▸ STATED PROBLEM
Please update the lines below by putting "delivery robot" in place of "forklift" everywhere and leaving everything else unchanged. Omit the pictures from your answer.

▸ EXERCISE INPUT

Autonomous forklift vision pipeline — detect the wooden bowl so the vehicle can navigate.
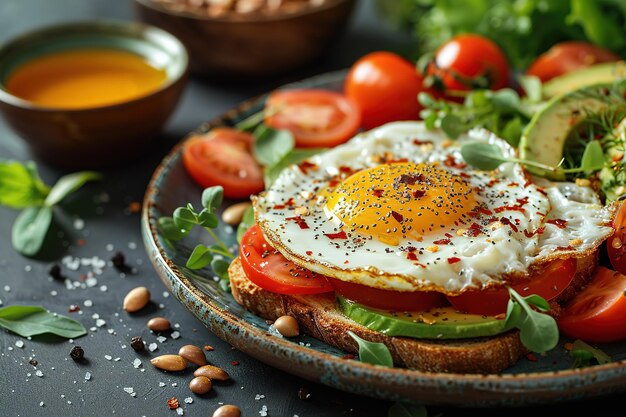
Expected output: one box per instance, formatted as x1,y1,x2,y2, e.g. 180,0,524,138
0,21,188,169
135,0,355,80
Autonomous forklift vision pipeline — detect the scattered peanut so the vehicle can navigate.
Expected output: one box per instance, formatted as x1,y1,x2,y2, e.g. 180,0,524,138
178,345,207,366
274,316,300,337
193,365,230,381
189,376,212,395
211,404,241,417
222,201,250,226
148,317,170,332
123,287,150,313
150,355,187,372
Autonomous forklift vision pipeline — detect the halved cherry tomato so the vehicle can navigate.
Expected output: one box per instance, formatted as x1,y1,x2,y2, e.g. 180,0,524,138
526,41,620,82
265,89,361,148
448,258,576,316
606,203,626,274
427,34,509,96
182,128,264,198
344,51,425,129
557,267,626,343
328,278,449,311
240,225,333,294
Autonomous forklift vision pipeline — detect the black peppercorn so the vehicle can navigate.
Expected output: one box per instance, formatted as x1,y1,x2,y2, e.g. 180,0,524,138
130,336,145,352
70,346,85,361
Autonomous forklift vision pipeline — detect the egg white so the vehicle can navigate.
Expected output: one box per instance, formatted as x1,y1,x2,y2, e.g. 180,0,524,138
254,122,615,294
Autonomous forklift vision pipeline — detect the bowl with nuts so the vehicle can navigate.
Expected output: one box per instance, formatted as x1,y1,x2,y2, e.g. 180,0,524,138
135,0,356,79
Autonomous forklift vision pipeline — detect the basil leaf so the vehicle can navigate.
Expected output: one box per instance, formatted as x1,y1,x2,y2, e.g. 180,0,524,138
185,244,213,269
252,124,295,166
263,148,324,188
0,305,87,339
11,206,52,256
158,217,191,240
0,161,50,208
461,142,508,171
202,185,224,211
387,402,428,417
348,330,393,368
237,206,254,243
45,171,102,207
580,140,605,171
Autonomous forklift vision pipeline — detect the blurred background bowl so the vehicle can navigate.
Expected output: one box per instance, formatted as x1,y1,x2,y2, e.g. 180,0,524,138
0,21,188,169
135,0,356,80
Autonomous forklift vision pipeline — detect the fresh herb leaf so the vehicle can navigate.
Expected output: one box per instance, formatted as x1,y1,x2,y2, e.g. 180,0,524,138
387,402,428,417
185,244,213,269
237,206,254,243
569,339,611,368
252,124,295,167
45,171,102,207
0,161,50,209
202,185,224,213
348,330,393,368
506,287,559,353
11,206,53,256
0,305,87,339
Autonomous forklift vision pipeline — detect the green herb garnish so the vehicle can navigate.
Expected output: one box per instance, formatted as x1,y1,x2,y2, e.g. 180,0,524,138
348,330,393,368
0,305,87,339
0,161,101,256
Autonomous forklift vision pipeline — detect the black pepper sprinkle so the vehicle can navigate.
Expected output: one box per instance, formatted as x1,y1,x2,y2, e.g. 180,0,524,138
130,336,145,352
70,346,85,361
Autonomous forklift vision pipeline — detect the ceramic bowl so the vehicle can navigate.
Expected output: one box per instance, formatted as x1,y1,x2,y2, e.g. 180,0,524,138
135,0,356,80
0,21,188,169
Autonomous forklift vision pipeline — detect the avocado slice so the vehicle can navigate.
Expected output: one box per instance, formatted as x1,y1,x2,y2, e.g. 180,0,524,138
337,296,512,339
541,61,626,99
519,84,626,180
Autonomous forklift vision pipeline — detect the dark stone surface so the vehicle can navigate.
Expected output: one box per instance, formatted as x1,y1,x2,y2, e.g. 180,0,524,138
0,0,619,417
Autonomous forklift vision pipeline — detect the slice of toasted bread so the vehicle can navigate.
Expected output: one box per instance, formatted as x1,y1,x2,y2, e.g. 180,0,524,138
228,250,597,374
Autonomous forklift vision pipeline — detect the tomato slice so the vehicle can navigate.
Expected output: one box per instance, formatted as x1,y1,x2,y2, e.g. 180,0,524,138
606,203,626,274
328,278,449,311
182,128,264,198
448,258,576,316
557,267,626,343
265,89,361,148
240,225,333,294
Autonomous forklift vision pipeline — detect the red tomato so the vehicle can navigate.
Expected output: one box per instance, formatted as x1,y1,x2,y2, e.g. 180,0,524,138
427,34,509,96
526,41,620,82
557,267,626,343
265,89,361,148
606,203,626,274
329,278,449,311
448,258,576,316
239,225,333,294
182,128,264,198
344,51,425,129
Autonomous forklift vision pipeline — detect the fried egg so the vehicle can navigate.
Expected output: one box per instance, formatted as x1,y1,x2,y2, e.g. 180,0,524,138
253,122,614,295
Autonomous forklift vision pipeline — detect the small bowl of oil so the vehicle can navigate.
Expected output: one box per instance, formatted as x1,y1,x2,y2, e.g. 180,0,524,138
0,21,189,169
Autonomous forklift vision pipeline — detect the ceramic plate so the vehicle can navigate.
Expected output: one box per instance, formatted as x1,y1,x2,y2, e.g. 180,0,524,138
142,72,626,407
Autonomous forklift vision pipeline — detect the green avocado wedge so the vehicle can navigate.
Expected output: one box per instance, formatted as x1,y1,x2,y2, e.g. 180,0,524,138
541,61,626,99
337,296,512,339
519,81,626,181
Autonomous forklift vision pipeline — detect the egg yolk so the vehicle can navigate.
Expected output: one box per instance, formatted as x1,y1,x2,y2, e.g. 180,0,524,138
325,163,477,245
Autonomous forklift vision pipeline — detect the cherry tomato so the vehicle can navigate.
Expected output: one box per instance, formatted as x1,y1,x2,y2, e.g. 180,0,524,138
265,89,361,148
427,34,509,96
448,258,576,316
606,203,626,274
557,267,626,343
526,41,620,82
240,225,333,294
344,51,425,129
182,128,264,198
328,278,449,311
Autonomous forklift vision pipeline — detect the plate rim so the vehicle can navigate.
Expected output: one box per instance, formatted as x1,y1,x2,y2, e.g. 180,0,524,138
141,70,626,407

▸ EXERCISE OUTPUT
Autonomous delivery robot vision pipeline — detect the wooden bowl so the vehicle can navigate.
Expected output: one box per instance, formatted as x1,y1,x2,y2, e.g. 180,0,524,138
0,21,188,169
135,0,355,80
Autonomous delivery robot vision pipeline — detect the scattered peanut so the vehicle can navigate.
Expected output: one box per instance, formatted as x1,y1,x2,y2, e.g. 180,0,524,138
178,345,207,366
274,316,300,337
193,365,230,381
189,376,212,395
211,404,241,417
222,201,250,226
148,317,170,332
123,287,150,313
150,355,187,372
Autonomous delivery robot vision pipeline — detect the halved cherry tomato so the vehicle can navigate.
Expected output: one box per instance, formatted as x1,y1,x2,y2, e.g. 180,0,524,138
526,41,620,82
265,89,361,148
448,258,576,316
606,203,626,274
427,34,509,96
182,128,264,198
344,51,425,129
557,267,626,343
328,278,449,311
240,225,333,294
Autonomous delivery robot vision pipeline — detect the black peppercorn so the vehicle can navigate.
Expected output: one box per instance, formatted as x1,y1,x2,y2, e.g. 180,0,524,138
130,336,145,352
70,346,85,361
Autonomous delivery robot vision pipeline — detect the egg white so the vehicle can navigate.
Expected output: one box per instance, formatted as x1,y1,x2,y2, e.g. 180,0,524,138
254,122,615,294
Autonomous delivery robot vision pipeline — detect the bowl with nuts so the vehicle can navigate.
Expected output: one box per instance, formatted as x1,y1,x2,y2, e.g. 180,0,524,138
135,0,356,79
Autonomous delivery robot vision pipeline — detect the basil leaf so the vehicle can navigate.
Expected output: one box per instance, formatted as x1,y1,x2,y2, e.g. 180,0,524,138
185,244,213,269
252,124,295,166
263,148,324,188
0,305,87,339
11,206,52,256
158,217,191,240
0,161,50,208
461,142,508,171
202,185,224,211
387,402,428,417
348,330,393,368
237,206,254,243
45,171,102,207
580,140,605,171
Autonomous delivery robot vision pipeline — detect the blurred background bowl so the vehicle can navigate.
Expected output: one box per instance, formatted as x1,y1,x2,y2, e.g. 180,0,524,138
0,21,188,169
135,0,356,80
Autonomous delivery robot vision pipeline — detect the fresh herb leaf so the vehicle can navigate.
Expected output: one box per instance, formatted as x1,y1,x2,y2, e.g. 180,0,524,138
387,402,428,417
185,244,213,269
237,206,254,243
569,339,611,368
252,124,295,167
45,171,102,207
0,161,50,209
202,185,224,213
348,330,393,368
506,287,559,353
11,206,53,256
0,305,87,339
Autonomous delivery robot vision pipeline — detect the green herb garnish so the vehicle can navigate.
Expected output: one box per instance, formatted as x1,y1,x2,y2, e.g. 180,0,524,138
348,330,393,368
0,305,87,339
0,161,101,256
Autonomous delivery robot vision pipeline — detect the black pepper sprinkle so the vehicle can navigate.
Expected output: one box per instance, formatted as x1,y1,x2,y2, e.g. 180,0,524,138
130,336,145,352
70,346,85,361
Autonomous delivery robot vision pipeline — detect the ceramic bowl so the vehicle can navigate.
Expected output: one box per instance, formatted as x1,y1,x2,y2, e.g. 180,0,524,138
135,0,356,80
0,21,188,169
Autonomous delivery robot vision pipeline — detect the avocado slice so the vehicle can navigate.
Expected output: one box per instance, formatted as x1,y1,x2,y2, e.g. 180,0,524,138
337,296,512,339
541,61,626,99
519,84,626,180
Autonomous delivery robot vision pipeline — detect the dark stone surface so the vehicle can navigate.
Expected output: one box per instance, formatted as x1,y1,x2,y2, e.g. 180,0,524,138
0,0,619,417
Autonomous delivery robot vision pipeline — detect the slice of toasted bread so the vehicle can navigate.
Expected output: one box per instance, formatted as x1,y1,x2,y2, e.g. 180,0,524,138
228,250,597,374
Autonomous delivery robot vision pipeline — detect the tomato slice so the vehicle can navigate.
Expected output: one box per instance, formatted as x1,y1,x2,y2, e.g. 180,0,524,138
606,203,626,274
328,278,449,311
182,128,264,198
448,258,576,316
557,267,626,343
265,89,361,148
240,225,333,294
Autonomous delivery robot vision pipeline — detect the red tomato so the vehicle can navigate.
Expected output: one box per instance, formatted as x1,y1,x2,y2, e.g. 180,0,524,138
427,34,509,96
526,41,620,82
557,267,626,343
265,89,361,148
606,203,626,274
329,278,449,311
448,258,576,316
239,225,333,294
182,128,264,198
344,51,425,129
Autonomous delivery robot vision pipeline — detect the fried egg so the vehicle can navigate.
Expected output: one box per instance, formatted as x1,y1,x2,y2, e.g. 180,0,524,138
253,122,614,295
Autonomous delivery robot vision pipeline — detect the small bowl of oil so the vehicle can navigate.
Expected output: one box per instance, formatted as x1,y1,x2,y2, e.g. 180,0,524,138
0,21,189,169
Autonomous delivery robot vision pipeline — detect the ceramic plate so the vehicle can navigate.
Expected output: one box per instance, formatted as x1,y1,x2,y2, e.g. 180,0,524,138
142,72,626,407
Autonomous delivery robot vision pipeline — detect the green avocado wedge so the vehicle can navigate.
Expected output: one box per instance, formatted as x1,y1,x2,y2, e.g. 180,0,524,138
541,61,626,99
337,296,512,339
519,81,626,181
Autonomous delivery robot vision pipeline — detect the egg yolk so the vehicle can navigate.
Expected output: one box per instance, formatted as x1,y1,x2,y2, e.g. 180,0,524,138
325,163,477,245
Autonomous delivery robot vision pipeline — detect the cherry tomato so the vehicle can navigate.
Expected output: one box per instance, formatted as x1,y1,x2,y2, e.g. 180,0,524,138
265,89,361,148
427,34,509,96
448,258,576,316
606,203,626,274
557,267,626,343
526,41,620,82
240,225,333,294
344,51,425,129
182,128,264,198
328,278,449,311
Autonomous delivery robot vision pipeline — detect the plate rim so the vehicle can navigate.
Expected output: one box per instance, formatted as x1,y1,x2,y2, e.g. 180,0,524,138
141,70,626,407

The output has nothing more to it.